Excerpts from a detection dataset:
* start *
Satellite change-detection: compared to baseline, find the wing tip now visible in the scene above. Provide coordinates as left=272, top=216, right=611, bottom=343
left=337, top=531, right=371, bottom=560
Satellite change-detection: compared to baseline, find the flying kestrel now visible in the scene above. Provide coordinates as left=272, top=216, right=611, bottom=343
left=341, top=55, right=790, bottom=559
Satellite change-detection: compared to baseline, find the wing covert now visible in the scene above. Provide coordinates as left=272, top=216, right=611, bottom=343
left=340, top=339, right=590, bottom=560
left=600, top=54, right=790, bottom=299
* end *
** Instruction **
Please extract every one of the lines above, copying each word for word.

** Result for this task **
Satellite change-detection: compared to baseline, find the wing tip now visible in the scene above. Provide coordinates as left=272, top=216, right=611, bottom=343
left=337, top=531, right=371, bottom=560
Satellite change-detection: compared to baseline, find the flying kestrel now visible in the scene above. Provide coordinates as left=272, top=216, right=611, bottom=343
left=341, top=55, right=790, bottom=559
Satellite change-detection: compared to baseline, find the wing covert now visible in the scene above. Provide coordinates as left=272, top=216, right=611, bottom=343
left=340, top=339, right=590, bottom=560
left=600, top=54, right=790, bottom=299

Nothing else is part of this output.